▸ PROBLEMS AND TASKS
(a) Return the passage of the Jacques Côté profile that opens with the words containing "His research projects" and closes with "and genome editing.", copied word for word.
(b) In the Jacques Côté profile, what research chair does he currently hold?

Full professor
Department of Molecular Biology, Medical Biochemistry, and Pathology
Faculty of Medicine

Jacques Côté obtained his PhD from Laval University after characterizing the structure and function of Endo G, an endonuclease involved in the replication of mitochondrial DNA and cell apoptosis. He did postdoctoral training with Dr. Jerry Workman at Penn State University, where he identified and characterized chromatin remodeling complexes (SWI/SNF) involved in gene activation. In 1997, he joined Laval University, where he is a Full Professor in the Department of Molecular Biology, Medical Biochemistry, and Pathology. He currently holds the Canada Research Chair in Chromatin Biology and Molecular Epigenetics.

His research projects characterize the dynamic role of chromatin in the regulation of nuclear functions and cell proliferation. His work uses the yeast model system as well as human cells to define the structure, function, and regulation of histone-modifying complexes implicated in genome expression and maintenance. Research in his laboratory led to important discoveries on the regulatory mechanisms involved in gene transcription and the cellular response to DNA damage, using expertise in molecular biology and genetics, biochemistry, epigenetics, genomics, proteomics, and genome editing.

The Côté lab’s research aims to understand chromatin dynamics associated with gene regulation, DNA repair, and replication. They study protein complexes that control acetylation and methylation of histones, and the composition of chromatin. They dissect the molecular mechanisms of epigenetics, in which signals to chromatin mark different genomic loci and are read by effectors to translate a biological response. Their work has characterized the structure and function of several protein complexes, identifying their intrinsic recognition modules for the epigenetic histone signature.

Discoveries in the laboratory identified and extensively characterized the highly conserved NuA4/Tip60 acetyltransferase complex and demonstrated for the first time the essential role of chromatin-modifying activities in the process of DNA repair and replication in eukaryotes. Accurate writing and reading of these epigenetic marks lead to changes in chromatin dynamics, in a targeted manner within the genome, and this process is subverted in cancer. In fact, the clear majority of the activities studied in the Côté lab are tumor suppressors, and Tip60 itself is down-regulated in a very large spectrum of cancers.

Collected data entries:
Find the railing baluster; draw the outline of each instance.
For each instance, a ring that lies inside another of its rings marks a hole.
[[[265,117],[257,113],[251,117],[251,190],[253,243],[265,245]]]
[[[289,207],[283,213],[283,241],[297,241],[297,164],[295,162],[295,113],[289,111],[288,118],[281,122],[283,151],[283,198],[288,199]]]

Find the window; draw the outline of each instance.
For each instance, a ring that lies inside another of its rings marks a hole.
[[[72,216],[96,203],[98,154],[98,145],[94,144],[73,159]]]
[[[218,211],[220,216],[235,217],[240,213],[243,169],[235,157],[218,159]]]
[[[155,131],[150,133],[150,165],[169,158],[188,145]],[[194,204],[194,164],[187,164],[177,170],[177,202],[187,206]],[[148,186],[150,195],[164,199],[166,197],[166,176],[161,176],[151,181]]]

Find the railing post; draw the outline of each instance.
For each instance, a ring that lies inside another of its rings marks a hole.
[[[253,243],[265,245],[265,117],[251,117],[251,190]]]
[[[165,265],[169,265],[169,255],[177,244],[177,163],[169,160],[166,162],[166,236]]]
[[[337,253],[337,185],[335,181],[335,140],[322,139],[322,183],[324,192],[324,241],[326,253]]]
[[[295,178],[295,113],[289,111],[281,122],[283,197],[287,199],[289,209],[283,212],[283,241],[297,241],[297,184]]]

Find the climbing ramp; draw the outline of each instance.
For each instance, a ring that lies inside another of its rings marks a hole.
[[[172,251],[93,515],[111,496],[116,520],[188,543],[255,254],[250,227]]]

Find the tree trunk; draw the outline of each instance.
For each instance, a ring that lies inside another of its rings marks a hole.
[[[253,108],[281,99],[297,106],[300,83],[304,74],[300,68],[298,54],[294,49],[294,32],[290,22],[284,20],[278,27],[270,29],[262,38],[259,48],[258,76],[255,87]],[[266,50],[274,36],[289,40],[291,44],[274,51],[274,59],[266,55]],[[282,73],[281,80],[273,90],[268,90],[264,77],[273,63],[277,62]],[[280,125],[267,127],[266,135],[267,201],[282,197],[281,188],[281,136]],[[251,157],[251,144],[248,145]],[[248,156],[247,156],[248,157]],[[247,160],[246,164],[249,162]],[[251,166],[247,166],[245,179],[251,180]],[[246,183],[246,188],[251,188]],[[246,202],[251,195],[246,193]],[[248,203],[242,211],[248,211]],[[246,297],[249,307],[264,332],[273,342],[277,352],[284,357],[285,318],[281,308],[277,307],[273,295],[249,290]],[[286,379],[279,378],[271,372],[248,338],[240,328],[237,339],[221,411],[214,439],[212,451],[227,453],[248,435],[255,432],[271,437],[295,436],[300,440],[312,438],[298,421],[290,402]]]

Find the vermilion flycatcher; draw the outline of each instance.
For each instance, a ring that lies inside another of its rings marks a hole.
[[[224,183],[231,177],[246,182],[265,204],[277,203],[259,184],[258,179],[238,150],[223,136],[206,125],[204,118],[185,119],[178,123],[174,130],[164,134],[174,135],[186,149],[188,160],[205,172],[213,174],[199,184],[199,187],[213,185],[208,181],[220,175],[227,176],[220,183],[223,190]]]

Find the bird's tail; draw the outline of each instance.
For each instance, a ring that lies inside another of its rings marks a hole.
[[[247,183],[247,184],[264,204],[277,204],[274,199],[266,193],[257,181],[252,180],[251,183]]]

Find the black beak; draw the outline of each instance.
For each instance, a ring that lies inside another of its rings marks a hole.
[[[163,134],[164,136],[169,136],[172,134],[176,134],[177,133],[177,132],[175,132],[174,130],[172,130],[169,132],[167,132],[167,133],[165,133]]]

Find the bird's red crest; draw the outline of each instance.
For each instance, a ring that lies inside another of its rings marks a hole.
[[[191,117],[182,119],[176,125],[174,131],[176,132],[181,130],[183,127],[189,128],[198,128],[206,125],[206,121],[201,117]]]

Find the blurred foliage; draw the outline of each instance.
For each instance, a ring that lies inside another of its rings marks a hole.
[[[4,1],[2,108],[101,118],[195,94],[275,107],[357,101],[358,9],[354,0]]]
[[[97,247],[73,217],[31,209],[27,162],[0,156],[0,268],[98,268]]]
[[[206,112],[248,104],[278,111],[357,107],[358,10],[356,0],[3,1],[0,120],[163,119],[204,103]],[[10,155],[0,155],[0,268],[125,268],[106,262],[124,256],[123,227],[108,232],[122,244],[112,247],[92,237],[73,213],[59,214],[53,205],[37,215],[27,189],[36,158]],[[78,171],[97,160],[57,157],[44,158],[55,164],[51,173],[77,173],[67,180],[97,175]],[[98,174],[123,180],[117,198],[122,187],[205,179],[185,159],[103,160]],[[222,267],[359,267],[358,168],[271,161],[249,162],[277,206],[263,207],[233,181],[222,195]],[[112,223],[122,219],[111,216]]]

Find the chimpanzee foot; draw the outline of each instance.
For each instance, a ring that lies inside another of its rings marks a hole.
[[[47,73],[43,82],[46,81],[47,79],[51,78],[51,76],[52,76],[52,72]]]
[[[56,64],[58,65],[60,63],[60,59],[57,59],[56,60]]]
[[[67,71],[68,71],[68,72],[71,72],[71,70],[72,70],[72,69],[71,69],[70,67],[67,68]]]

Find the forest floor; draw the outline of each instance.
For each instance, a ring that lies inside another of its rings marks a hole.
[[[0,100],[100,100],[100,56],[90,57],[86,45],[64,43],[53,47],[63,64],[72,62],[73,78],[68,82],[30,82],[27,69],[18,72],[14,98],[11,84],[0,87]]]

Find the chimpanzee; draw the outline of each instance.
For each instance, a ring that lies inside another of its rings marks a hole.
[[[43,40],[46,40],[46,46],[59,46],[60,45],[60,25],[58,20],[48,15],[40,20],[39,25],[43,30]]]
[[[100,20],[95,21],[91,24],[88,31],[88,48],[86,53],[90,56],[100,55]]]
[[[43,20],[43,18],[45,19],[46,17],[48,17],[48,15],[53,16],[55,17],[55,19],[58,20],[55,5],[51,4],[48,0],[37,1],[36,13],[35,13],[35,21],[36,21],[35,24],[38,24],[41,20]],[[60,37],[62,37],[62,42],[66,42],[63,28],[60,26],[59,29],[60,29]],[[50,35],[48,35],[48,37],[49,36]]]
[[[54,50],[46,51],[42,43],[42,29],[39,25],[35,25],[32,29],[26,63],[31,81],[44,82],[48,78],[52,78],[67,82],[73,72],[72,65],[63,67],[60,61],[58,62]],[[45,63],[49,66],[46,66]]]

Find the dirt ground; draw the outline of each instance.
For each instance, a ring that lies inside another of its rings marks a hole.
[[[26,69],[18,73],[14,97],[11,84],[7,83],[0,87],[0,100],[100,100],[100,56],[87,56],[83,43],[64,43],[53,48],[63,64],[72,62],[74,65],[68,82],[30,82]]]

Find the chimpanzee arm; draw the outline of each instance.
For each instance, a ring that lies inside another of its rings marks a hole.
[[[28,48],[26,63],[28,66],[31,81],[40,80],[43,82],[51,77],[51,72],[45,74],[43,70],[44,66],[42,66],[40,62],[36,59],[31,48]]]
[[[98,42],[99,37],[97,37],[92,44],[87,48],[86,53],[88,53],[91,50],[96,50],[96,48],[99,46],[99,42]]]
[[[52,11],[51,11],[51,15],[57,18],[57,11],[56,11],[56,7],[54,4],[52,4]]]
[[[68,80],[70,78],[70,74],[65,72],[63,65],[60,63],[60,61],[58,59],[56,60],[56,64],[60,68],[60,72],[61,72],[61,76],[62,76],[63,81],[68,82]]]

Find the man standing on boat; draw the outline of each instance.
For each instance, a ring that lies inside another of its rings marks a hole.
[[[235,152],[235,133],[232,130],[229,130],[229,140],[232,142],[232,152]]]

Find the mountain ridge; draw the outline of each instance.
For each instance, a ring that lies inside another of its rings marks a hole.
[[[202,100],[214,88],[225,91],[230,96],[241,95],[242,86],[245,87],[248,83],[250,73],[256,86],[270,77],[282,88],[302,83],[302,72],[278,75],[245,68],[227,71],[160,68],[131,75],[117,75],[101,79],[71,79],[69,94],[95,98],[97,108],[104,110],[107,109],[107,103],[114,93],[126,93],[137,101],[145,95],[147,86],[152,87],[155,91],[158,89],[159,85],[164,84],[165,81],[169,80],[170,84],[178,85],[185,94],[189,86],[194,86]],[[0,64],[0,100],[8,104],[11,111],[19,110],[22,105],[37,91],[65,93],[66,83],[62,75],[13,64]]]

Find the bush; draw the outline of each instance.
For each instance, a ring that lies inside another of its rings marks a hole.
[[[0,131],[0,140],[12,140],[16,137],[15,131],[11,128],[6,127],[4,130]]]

▸ TASK-BY-TASK RESULTS
(a)
His research projects characterize the dynamic role of chromatin in the regulation of nuclear functions and cell proliferation. His work uses the yeast model system as well as human cells to define the structure, function, and regulation of histone-modifying complexes implicated in genome expression and maintenance. Research in his laboratory led to important discoveries on the regulatory mechanisms involved in gene transcription and the cellular response to DNA damage, using expertise in molecular biology and genetics, biochemistry, epigenetics, genomics, proteomics, and genome editing.

(b) The Canada Research Chair in Chromatin Biology and Molecular Epigenetics.